• _The task_
Below are the records; repeat them in full, exactly.

[Referring expression grounding data]
........

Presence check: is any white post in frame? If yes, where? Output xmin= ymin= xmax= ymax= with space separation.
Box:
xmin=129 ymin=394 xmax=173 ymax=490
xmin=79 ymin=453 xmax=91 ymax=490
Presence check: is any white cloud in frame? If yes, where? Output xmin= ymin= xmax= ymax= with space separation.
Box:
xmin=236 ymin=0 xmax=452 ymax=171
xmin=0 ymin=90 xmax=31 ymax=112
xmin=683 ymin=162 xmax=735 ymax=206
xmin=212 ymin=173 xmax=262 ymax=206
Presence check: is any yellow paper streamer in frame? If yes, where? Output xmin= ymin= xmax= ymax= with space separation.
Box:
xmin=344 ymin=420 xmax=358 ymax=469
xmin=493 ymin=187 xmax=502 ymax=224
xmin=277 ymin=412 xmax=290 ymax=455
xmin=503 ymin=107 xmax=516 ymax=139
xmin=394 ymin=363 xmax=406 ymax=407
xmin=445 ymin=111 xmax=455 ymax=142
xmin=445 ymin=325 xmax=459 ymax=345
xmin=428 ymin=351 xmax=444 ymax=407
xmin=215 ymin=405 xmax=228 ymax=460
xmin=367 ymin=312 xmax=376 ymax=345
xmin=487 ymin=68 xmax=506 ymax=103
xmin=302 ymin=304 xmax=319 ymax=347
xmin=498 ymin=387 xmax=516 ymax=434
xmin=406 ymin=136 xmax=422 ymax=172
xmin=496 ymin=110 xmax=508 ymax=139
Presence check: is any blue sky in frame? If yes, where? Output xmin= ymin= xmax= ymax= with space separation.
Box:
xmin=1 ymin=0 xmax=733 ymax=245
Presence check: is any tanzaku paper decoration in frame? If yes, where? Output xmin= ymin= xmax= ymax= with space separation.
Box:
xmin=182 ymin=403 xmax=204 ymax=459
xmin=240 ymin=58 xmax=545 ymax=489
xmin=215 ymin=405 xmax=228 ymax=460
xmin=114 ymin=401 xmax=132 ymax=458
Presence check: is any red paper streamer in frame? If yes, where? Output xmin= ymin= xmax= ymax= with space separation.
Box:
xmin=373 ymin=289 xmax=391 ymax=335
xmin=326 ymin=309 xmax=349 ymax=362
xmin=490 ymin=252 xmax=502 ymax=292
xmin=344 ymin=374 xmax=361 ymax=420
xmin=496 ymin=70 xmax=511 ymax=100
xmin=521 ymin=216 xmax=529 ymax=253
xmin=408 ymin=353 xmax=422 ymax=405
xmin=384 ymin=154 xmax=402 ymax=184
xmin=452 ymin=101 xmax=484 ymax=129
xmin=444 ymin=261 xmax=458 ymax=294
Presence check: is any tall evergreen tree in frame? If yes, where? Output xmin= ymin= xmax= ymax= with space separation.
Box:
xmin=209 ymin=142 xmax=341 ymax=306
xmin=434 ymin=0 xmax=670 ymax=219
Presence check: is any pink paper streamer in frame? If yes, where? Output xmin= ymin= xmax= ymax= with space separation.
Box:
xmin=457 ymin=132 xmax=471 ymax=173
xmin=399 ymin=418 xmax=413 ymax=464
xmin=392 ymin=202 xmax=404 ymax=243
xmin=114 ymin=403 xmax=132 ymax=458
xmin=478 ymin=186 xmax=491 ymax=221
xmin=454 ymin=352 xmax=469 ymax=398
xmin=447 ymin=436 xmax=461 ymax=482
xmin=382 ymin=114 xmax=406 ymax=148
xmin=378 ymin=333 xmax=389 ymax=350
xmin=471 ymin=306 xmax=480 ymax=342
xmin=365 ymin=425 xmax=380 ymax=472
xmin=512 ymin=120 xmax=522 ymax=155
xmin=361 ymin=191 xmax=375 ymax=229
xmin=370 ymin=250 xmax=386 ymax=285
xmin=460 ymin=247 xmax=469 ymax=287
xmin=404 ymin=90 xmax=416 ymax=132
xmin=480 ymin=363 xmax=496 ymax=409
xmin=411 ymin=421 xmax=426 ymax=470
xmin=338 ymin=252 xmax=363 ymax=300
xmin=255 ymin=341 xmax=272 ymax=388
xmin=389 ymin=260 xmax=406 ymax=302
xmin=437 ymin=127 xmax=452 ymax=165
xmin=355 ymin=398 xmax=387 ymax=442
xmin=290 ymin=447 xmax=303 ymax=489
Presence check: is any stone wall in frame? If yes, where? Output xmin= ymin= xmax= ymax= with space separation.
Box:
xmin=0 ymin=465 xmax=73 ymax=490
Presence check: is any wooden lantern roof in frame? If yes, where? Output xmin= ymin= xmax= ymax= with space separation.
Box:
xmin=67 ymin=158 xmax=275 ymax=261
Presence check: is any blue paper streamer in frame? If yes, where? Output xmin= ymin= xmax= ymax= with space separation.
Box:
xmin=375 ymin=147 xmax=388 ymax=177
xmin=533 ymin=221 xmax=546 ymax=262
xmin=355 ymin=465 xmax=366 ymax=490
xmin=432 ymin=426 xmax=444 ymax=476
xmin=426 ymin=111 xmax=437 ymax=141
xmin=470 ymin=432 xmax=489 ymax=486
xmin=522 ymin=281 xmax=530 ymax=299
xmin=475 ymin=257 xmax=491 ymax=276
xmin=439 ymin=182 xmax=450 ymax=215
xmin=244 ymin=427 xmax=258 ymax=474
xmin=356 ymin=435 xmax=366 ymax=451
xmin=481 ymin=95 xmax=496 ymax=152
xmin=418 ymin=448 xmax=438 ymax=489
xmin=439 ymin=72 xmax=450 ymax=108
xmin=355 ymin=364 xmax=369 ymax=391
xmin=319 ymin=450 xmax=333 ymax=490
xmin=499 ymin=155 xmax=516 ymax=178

........

• _Your response_
Presence check: is any white post in frame? If yes, where? Output xmin= ymin= xmax= ymax= with space separation.
Box:
xmin=129 ymin=394 xmax=173 ymax=490
xmin=79 ymin=453 xmax=91 ymax=490
Presence check: is any white cloud in frame? If yes, where? Output xmin= ymin= xmax= ymax= with space separation.
Box:
xmin=236 ymin=0 xmax=452 ymax=171
xmin=0 ymin=90 xmax=31 ymax=112
xmin=683 ymin=162 xmax=735 ymax=206
xmin=212 ymin=173 xmax=262 ymax=206
Presence check: is any yellow paper streamer in frame? If yes, where? Output xmin= ymin= xmax= ymax= with space separation.
Box:
xmin=344 ymin=420 xmax=358 ymax=469
xmin=493 ymin=187 xmax=502 ymax=224
xmin=277 ymin=412 xmax=290 ymax=455
xmin=503 ymin=107 xmax=516 ymax=139
xmin=394 ymin=363 xmax=406 ymax=407
xmin=445 ymin=111 xmax=455 ymax=142
xmin=445 ymin=325 xmax=459 ymax=345
xmin=428 ymin=351 xmax=444 ymax=407
xmin=215 ymin=405 xmax=228 ymax=460
xmin=367 ymin=312 xmax=376 ymax=345
xmin=487 ymin=68 xmax=506 ymax=103
xmin=302 ymin=304 xmax=319 ymax=347
xmin=498 ymin=387 xmax=516 ymax=434
xmin=406 ymin=136 xmax=422 ymax=172
xmin=496 ymin=110 xmax=508 ymax=139
Presence check: is any blue sky in frame? If yes, where? Output xmin= ymin= xmax= ymax= with space separation.
Box:
xmin=1 ymin=0 xmax=733 ymax=245
Presence check: is any tanzaku paper decoration in frame? If yes, where? Output xmin= ymin= xmax= ymax= with space separation.
Box:
xmin=182 ymin=403 xmax=204 ymax=459
xmin=240 ymin=58 xmax=545 ymax=489
xmin=215 ymin=405 xmax=228 ymax=460
xmin=114 ymin=401 xmax=132 ymax=458
Presence check: is any red paper streamer in frame? If yes, where? Output xmin= ymin= xmax= ymax= with space separation.
Box:
xmin=373 ymin=289 xmax=391 ymax=335
xmin=326 ymin=309 xmax=349 ymax=362
xmin=490 ymin=252 xmax=502 ymax=292
xmin=344 ymin=374 xmax=361 ymax=420
xmin=496 ymin=70 xmax=511 ymax=100
xmin=521 ymin=216 xmax=529 ymax=253
xmin=408 ymin=353 xmax=422 ymax=405
xmin=384 ymin=154 xmax=402 ymax=184
xmin=452 ymin=101 xmax=484 ymax=129
xmin=444 ymin=261 xmax=458 ymax=294
Presence check: is any tall evergreen tree in frame? If yes, where? Output xmin= ymin= xmax= ymax= with space separation.
Box:
xmin=209 ymin=142 xmax=341 ymax=306
xmin=434 ymin=0 xmax=670 ymax=219
Presence check: is any pink paper streamer in frame? If yes, where? Output xmin= ymin= xmax= ymax= with space separation.
Box:
xmin=457 ymin=132 xmax=471 ymax=173
xmin=399 ymin=418 xmax=413 ymax=464
xmin=392 ymin=202 xmax=404 ymax=243
xmin=114 ymin=403 xmax=132 ymax=458
xmin=478 ymin=186 xmax=491 ymax=221
xmin=454 ymin=352 xmax=469 ymax=398
xmin=447 ymin=436 xmax=461 ymax=482
xmin=382 ymin=114 xmax=406 ymax=148
xmin=378 ymin=333 xmax=389 ymax=350
xmin=471 ymin=306 xmax=480 ymax=342
xmin=365 ymin=425 xmax=380 ymax=472
xmin=512 ymin=120 xmax=522 ymax=155
xmin=361 ymin=191 xmax=375 ymax=229
xmin=370 ymin=250 xmax=386 ymax=285
xmin=460 ymin=247 xmax=469 ymax=287
xmin=404 ymin=90 xmax=416 ymax=132
xmin=480 ymin=363 xmax=496 ymax=409
xmin=411 ymin=421 xmax=426 ymax=470
xmin=338 ymin=252 xmax=363 ymax=300
xmin=255 ymin=341 xmax=272 ymax=388
xmin=389 ymin=260 xmax=406 ymax=302
xmin=437 ymin=127 xmax=452 ymax=165
xmin=355 ymin=398 xmax=387 ymax=442
xmin=290 ymin=447 xmax=303 ymax=489
Presence check: is any stone wall in frame? If yes, where? Output xmin= ymin= xmax= ymax= with space separation.
Box:
xmin=0 ymin=465 xmax=73 ymax=490
Presence check: is any wooden lantern roof in frame? If yes, where? Output xmin= ymin= xmax= ymax= with space separation.
Box:
xmin=67 ymin=158 xmax=275 ymax=261
Presence check: is any blue paper streamer in frame? If yes, where? Output xmin= ymin= xmax= ymax= with space separation.
Box:
xmin=375 ymin=147 xmax=388 ymax=177
xmin=533 ymin=221 xmax=546 ymax=262
xmin=355 ymin=465 xmax=366 ymax=490
xmin=432 ymin=426 xmax=444 ymax=476
xmin=426 ymin=111 xmax=437 ymax=141
xmin=470 ymin=432 xmax=489 ymax=486
xmin=522 ymin=281 xmax=530 ymax=299
xmin=475 ymin=257 xmax=491 ymax=276
xmin=439 ymin=182 xmax=450 ymax=215
xmin=244 ymin=427 xmax=258 ymax=474
xmin=356 ymin=435 xmax=366 ymax=451
xmin=481 ymin=95 xmax=496 ymax=152
xmin=418 ymin=448 xmax=438 ymax=489
xmin=439 ymin=72 xmax=450 ymax=108
xmin=355 ymin=364 xmax=369 ymax=391
xmin=319 ymin=450 xmax=333 ymax=490
xmin=499 ymin=155 xmax=516 ymax=178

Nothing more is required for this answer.